**Source records**
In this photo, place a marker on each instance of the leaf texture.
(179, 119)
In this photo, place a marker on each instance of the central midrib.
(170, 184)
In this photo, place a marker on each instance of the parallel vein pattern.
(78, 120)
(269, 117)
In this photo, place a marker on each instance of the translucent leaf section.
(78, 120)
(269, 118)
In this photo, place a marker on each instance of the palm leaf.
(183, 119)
==
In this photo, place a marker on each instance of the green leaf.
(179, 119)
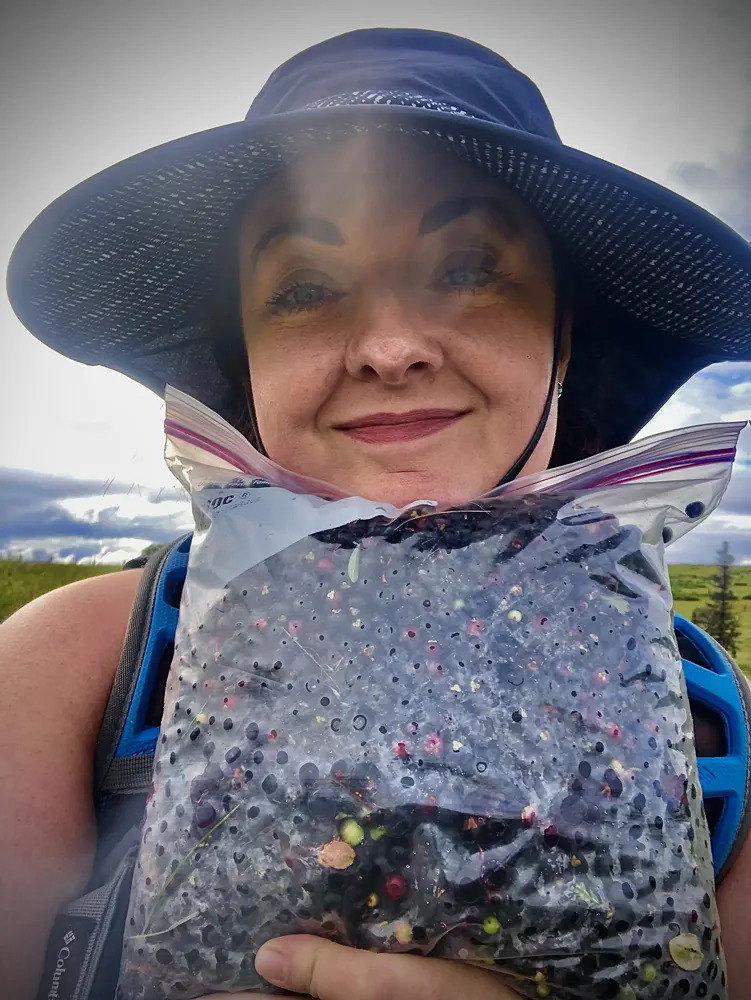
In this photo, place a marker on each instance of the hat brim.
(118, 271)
* * *
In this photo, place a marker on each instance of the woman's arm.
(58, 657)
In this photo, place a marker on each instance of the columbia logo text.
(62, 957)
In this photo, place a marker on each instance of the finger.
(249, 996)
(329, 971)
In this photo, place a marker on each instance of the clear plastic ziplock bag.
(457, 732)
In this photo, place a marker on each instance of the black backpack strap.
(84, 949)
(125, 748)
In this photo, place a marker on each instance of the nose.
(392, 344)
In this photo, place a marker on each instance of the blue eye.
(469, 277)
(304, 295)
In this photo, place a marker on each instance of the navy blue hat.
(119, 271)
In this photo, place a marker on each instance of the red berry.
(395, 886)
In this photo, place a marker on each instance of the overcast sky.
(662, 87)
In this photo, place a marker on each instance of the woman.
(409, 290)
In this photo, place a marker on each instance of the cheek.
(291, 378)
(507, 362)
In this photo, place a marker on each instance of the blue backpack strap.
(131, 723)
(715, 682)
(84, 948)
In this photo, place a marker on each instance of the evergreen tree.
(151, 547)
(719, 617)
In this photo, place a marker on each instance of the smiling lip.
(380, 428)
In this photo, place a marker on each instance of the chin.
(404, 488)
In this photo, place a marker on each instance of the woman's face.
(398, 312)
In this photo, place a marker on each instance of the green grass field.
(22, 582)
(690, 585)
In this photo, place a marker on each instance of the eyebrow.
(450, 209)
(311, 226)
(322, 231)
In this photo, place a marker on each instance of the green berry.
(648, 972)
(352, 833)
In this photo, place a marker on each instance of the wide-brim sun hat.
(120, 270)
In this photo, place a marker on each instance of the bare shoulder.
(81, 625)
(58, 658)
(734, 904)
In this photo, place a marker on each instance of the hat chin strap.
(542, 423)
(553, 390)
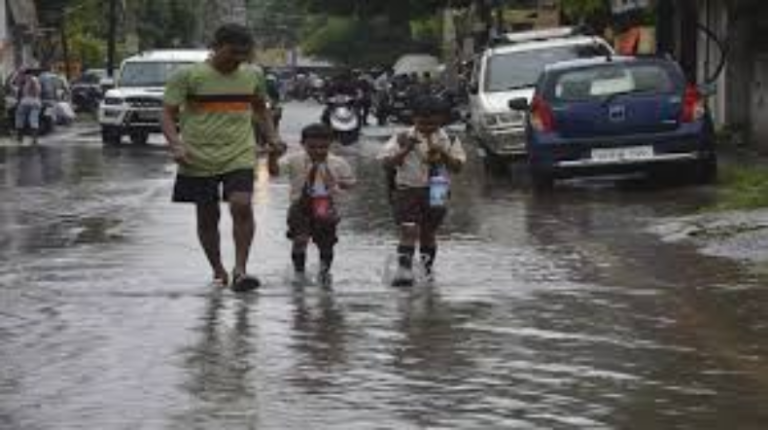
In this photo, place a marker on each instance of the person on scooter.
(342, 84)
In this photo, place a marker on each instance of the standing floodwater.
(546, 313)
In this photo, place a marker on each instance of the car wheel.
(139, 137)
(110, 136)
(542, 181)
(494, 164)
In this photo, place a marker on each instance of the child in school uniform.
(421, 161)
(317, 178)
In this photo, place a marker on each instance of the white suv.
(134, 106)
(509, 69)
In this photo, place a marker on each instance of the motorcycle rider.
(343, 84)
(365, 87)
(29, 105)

**Directions for this task**
Please pick out and copy every line above that contains the string "brim". Case counts.

**Exercise response**
In this photo, place a marker on each instance of the hat brim.
In this photo, place a marker on each instance of the wide-brim sun hat.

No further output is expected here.